-- start --

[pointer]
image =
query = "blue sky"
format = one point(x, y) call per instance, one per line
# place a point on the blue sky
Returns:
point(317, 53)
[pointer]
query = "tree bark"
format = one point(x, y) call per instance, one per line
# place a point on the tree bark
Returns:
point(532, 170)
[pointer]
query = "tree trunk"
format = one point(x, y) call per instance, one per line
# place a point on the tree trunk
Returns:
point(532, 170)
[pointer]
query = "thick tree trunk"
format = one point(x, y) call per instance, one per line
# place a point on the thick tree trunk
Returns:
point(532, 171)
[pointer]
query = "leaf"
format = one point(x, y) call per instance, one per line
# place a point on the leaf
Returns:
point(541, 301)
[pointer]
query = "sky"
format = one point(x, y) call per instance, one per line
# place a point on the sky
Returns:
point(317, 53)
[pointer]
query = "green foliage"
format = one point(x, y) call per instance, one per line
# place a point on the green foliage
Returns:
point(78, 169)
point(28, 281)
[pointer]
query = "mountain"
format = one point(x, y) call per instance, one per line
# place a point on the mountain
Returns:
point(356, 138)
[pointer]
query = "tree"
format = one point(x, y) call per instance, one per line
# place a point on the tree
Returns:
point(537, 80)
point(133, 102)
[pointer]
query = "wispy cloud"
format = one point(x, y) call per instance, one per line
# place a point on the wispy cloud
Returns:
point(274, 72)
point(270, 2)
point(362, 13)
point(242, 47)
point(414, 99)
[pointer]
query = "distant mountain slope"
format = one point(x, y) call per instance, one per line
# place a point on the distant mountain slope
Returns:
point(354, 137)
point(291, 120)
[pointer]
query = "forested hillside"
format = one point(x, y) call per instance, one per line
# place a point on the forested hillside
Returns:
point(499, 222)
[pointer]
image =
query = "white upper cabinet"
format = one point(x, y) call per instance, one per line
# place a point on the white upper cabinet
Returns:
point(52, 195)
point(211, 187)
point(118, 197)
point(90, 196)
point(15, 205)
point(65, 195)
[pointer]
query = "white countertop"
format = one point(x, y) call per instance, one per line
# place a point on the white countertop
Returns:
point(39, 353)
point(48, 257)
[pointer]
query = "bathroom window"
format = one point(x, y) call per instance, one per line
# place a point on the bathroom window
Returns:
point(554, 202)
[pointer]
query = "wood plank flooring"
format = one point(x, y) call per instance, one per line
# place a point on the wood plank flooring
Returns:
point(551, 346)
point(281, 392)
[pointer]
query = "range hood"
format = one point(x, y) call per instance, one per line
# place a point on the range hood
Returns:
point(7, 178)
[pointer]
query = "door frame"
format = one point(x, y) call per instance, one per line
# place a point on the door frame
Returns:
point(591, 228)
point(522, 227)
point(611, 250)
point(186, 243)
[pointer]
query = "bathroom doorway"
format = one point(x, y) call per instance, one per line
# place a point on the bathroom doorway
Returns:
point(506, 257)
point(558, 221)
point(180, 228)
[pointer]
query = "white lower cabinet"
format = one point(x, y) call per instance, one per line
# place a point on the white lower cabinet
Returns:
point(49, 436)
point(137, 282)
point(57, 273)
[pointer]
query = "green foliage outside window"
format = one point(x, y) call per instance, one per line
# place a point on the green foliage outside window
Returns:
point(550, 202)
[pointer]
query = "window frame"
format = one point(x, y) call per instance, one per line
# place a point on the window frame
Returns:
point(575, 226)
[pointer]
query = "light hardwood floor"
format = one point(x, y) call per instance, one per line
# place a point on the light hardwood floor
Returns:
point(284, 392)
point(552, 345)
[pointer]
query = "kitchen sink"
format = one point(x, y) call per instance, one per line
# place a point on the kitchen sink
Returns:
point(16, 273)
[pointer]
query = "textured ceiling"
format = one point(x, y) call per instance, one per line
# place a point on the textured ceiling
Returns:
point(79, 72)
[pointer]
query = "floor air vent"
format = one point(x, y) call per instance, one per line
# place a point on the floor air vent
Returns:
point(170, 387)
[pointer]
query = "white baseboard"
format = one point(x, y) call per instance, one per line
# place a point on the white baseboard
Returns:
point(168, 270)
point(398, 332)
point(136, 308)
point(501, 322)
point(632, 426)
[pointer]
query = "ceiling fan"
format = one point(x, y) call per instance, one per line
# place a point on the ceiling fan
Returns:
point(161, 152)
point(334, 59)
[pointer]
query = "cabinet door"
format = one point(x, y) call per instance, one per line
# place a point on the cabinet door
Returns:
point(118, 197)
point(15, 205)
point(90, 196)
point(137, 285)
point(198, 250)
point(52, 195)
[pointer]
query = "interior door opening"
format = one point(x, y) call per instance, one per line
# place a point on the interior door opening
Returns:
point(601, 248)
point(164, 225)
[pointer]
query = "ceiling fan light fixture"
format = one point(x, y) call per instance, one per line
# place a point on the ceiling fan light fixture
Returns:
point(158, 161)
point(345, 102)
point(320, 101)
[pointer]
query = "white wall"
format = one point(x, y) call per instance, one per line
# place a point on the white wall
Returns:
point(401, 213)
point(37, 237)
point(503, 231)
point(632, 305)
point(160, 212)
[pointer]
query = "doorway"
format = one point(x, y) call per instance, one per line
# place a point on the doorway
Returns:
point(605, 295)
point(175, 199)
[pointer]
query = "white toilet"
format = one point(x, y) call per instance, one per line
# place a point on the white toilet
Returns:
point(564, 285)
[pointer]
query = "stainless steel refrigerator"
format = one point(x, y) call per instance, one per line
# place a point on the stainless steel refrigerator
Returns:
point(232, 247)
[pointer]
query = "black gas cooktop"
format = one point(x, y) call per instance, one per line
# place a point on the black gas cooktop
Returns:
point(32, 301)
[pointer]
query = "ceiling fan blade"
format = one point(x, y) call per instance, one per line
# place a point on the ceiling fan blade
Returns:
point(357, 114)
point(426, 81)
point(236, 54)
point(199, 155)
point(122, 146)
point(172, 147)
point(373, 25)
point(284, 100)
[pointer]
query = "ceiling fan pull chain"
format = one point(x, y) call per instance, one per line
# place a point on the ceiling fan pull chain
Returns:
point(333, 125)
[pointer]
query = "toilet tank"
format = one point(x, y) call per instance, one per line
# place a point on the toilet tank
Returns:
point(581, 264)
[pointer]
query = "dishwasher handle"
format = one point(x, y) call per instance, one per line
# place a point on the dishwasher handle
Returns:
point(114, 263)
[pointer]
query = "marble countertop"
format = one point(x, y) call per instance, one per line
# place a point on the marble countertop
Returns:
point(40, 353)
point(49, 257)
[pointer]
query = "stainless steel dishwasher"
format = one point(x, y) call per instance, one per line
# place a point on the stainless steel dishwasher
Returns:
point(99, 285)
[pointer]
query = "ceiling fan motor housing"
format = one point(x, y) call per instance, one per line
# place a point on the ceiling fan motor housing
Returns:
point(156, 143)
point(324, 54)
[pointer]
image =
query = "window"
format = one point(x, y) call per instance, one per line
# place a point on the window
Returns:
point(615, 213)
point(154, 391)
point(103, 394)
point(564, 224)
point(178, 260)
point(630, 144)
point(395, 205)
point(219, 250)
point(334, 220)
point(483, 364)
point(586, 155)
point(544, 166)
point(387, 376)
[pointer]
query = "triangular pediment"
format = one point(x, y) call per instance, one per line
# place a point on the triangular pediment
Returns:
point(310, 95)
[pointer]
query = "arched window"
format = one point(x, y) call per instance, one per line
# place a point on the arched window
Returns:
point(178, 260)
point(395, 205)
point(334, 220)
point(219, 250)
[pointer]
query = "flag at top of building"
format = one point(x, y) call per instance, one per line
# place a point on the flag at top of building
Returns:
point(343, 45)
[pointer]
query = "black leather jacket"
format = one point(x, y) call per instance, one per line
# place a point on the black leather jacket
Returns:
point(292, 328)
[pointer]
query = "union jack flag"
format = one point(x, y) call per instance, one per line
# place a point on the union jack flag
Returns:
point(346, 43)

-- end --

What is required: Extract each line of the data above that contains the string "pediment", matching case exactly.

Result:
query = "triangular pediment"
# place a point on the triangular pediment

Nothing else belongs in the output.